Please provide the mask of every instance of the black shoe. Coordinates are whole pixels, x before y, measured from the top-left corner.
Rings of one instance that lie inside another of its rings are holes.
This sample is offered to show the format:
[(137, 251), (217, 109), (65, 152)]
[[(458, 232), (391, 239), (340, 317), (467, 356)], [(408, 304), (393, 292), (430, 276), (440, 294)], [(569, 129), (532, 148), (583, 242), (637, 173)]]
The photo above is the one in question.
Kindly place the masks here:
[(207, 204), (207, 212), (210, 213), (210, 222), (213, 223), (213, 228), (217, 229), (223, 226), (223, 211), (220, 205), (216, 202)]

──────────────────────────────

▶ Exercise description
Recast every line of the rows above as a two-column Markdown table headed "Line No." and "Text." Number each line and leave out any blank lines.

▶ Result of this task
| Line No. | Text |
|---|---|
| 1 | Please provide the mask of every instance of the black shoe. Coordinates are whole pixels, x before y, measured from the top-left corner. |
| 2 | Rings of one instance that lie inside another of its rings are holes. |
| 3 | This sample is offered to show the format: |
| 4 | [(137, 251), (217, 109), (65, 152)] |
| 5 | [[(458, 232), (391, 239), (340, 317), (467, 356)], [(408, 304), (393, 292), (430, 276), (440, 294)], [(569, 129), (532, 148), (583, 242), (637, 173)]] |
| 6 | The photo above is the one in question. |
| 7 | Kindly place the masks here: |
| 8 | [(207, 204), (207, 212), (210, 213), (210, 222), (213, 223), (213, 228), (217, 229), (223, 226), (223, 211), (220, 205), (216, 202)] |